> **Exercise requirements**:
Locate the line with "the man's right" in the material. Copy that line and each one after it, through the last, exactly and with nothing else.

> **Data**:
⟨
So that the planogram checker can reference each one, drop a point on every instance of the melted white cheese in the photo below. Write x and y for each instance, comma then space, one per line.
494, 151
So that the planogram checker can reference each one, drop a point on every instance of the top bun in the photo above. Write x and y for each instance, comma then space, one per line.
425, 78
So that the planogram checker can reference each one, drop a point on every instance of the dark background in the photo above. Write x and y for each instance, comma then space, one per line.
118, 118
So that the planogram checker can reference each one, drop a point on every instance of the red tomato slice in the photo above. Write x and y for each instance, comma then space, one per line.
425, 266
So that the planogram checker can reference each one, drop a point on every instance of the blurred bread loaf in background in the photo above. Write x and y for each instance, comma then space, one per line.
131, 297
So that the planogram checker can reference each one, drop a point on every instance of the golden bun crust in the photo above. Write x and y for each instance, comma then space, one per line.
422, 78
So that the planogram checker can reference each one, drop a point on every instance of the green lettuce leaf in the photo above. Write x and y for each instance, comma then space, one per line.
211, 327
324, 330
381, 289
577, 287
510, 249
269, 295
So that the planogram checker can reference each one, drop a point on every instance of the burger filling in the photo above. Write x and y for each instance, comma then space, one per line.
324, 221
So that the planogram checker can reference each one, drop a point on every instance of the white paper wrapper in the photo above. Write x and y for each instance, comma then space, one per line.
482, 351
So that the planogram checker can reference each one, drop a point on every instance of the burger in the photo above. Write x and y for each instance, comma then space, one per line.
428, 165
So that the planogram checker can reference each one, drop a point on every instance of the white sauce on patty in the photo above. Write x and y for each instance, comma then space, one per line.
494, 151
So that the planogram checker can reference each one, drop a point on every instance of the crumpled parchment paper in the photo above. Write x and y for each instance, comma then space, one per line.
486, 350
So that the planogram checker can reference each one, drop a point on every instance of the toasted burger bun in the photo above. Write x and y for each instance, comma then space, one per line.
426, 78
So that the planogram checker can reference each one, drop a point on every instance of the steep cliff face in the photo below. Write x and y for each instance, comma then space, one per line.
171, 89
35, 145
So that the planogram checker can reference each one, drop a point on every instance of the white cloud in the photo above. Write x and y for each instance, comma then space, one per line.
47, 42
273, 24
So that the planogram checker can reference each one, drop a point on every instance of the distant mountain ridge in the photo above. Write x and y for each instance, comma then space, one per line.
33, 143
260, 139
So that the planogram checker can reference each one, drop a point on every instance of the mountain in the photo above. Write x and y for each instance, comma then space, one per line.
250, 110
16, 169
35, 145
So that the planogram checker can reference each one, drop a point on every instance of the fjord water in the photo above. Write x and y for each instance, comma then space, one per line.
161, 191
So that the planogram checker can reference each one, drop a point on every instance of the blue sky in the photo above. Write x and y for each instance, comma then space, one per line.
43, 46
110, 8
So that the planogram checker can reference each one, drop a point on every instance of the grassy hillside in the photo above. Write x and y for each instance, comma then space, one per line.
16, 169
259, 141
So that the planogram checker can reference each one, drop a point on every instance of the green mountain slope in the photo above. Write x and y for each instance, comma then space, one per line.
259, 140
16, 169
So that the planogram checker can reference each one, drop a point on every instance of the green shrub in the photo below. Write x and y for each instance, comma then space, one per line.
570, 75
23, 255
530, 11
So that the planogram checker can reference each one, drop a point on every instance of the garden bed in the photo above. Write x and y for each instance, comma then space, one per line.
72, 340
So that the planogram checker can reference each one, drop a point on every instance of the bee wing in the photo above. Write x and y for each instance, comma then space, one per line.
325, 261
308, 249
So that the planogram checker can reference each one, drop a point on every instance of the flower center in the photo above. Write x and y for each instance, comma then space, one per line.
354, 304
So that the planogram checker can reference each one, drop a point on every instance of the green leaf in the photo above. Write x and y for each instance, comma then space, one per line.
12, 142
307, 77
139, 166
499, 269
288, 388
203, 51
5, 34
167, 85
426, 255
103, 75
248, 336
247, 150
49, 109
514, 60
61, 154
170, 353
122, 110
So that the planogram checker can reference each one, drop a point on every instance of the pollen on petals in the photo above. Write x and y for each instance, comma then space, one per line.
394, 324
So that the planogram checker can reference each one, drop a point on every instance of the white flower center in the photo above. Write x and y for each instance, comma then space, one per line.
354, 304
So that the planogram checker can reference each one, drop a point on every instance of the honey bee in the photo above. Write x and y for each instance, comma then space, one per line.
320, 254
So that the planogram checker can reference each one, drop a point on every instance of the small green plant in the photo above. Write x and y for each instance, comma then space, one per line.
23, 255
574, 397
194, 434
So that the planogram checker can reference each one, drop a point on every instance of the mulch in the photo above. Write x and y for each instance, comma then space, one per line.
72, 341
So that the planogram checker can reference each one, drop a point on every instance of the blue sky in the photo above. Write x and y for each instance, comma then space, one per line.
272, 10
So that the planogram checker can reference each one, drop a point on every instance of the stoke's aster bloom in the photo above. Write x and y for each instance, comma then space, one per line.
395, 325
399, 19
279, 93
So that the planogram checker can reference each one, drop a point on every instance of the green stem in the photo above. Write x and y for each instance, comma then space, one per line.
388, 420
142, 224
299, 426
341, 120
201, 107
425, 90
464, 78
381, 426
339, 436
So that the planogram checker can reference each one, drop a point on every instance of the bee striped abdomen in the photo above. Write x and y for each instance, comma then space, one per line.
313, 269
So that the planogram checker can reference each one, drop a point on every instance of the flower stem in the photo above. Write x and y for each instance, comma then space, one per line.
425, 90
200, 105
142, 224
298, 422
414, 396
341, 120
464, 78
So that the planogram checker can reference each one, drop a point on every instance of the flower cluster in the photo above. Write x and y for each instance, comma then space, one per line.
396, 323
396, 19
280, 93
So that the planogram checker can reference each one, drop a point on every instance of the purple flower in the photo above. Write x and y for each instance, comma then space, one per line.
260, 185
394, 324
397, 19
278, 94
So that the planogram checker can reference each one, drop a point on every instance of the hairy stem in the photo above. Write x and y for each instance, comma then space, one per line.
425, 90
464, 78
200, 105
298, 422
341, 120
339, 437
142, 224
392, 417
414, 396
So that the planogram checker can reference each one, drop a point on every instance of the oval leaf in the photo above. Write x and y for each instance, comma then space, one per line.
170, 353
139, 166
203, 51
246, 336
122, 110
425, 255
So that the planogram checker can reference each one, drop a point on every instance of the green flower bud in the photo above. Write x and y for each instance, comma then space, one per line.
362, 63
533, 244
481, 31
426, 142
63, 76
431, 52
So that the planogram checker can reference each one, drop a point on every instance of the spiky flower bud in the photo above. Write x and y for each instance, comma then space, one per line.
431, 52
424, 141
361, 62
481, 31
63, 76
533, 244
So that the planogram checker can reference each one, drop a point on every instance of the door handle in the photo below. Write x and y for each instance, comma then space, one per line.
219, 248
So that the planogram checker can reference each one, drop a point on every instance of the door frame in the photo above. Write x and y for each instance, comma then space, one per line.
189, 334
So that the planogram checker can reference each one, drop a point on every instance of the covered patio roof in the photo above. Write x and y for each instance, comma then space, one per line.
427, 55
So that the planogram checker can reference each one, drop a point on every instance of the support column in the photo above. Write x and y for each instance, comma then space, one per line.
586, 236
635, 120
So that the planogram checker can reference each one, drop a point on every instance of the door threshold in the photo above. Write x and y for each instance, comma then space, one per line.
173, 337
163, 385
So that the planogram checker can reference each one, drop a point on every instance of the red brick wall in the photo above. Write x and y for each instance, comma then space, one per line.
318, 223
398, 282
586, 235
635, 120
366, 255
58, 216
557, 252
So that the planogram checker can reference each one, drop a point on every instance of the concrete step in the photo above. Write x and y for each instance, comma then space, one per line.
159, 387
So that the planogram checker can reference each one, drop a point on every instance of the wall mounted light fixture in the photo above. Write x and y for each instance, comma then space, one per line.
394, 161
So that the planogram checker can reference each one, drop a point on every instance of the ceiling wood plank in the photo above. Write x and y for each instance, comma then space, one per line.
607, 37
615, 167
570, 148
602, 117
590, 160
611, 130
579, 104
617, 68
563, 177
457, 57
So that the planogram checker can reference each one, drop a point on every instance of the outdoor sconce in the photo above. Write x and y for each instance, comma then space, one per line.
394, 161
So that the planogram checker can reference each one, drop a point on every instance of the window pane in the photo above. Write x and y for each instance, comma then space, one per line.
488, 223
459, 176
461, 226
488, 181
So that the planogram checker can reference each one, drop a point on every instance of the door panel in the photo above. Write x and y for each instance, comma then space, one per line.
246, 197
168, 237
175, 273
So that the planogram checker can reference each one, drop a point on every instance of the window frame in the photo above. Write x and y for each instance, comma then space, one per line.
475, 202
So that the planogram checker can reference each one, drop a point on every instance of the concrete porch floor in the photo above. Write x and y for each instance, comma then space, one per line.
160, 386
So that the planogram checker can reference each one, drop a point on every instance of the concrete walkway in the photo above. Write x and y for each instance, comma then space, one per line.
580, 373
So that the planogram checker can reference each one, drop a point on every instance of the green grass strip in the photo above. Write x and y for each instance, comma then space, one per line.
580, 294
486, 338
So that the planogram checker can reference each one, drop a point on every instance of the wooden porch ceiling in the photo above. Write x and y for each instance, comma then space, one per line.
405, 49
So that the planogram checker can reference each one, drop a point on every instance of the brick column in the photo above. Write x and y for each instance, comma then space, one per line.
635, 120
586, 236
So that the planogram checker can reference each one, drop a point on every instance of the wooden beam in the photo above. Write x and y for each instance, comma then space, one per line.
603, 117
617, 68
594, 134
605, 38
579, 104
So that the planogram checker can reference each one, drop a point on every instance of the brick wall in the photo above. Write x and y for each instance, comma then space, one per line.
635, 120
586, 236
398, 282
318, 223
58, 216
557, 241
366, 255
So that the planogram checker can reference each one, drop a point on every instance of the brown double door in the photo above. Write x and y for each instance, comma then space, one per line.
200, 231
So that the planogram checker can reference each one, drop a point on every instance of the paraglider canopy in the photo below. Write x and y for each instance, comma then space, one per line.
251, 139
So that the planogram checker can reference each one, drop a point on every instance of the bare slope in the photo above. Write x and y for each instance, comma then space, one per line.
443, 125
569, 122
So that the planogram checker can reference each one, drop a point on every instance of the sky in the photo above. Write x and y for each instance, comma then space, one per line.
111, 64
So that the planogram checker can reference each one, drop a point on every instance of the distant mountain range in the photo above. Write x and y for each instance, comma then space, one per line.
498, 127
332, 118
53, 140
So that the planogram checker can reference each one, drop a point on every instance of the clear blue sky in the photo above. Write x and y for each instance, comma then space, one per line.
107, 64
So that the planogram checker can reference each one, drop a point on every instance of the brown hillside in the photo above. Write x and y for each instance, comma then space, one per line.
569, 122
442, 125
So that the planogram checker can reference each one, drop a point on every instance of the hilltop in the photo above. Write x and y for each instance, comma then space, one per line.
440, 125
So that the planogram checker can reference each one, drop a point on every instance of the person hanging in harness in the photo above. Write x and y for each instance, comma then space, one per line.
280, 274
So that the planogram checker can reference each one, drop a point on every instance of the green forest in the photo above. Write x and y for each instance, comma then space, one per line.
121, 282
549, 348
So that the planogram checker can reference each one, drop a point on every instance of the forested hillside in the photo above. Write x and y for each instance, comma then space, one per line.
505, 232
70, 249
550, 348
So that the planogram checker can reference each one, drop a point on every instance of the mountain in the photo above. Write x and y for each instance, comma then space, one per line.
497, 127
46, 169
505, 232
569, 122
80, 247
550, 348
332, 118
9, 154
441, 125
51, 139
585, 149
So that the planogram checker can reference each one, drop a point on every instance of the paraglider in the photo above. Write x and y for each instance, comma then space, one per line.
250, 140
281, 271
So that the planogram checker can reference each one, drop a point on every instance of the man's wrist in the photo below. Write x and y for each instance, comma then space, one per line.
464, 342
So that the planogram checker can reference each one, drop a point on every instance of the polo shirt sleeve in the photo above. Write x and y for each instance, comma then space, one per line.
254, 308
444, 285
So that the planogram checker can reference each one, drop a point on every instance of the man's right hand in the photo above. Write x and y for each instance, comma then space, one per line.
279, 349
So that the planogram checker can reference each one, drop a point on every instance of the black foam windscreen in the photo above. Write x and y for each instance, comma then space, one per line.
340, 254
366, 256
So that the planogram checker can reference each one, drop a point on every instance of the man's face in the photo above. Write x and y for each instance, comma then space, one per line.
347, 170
⟩
> **Problem solution**:
So that the planogram checker can reference each one, drop a point on every instance of the man's right hand in the photo above. Write x and y for each instance, comma then space, one per line.
279, 349
So that the planogram checker can reference each one, drop a point on every instance of the black foam windscreen in the photo above. Write x and y for each instance, comma then space, one per line.
340, 254
366, 256
So that the planogram checker can reference each one, drop a point on every instance of the man's face in the photo above. Write x and y for each instance, comma then space, one per line.
347, 170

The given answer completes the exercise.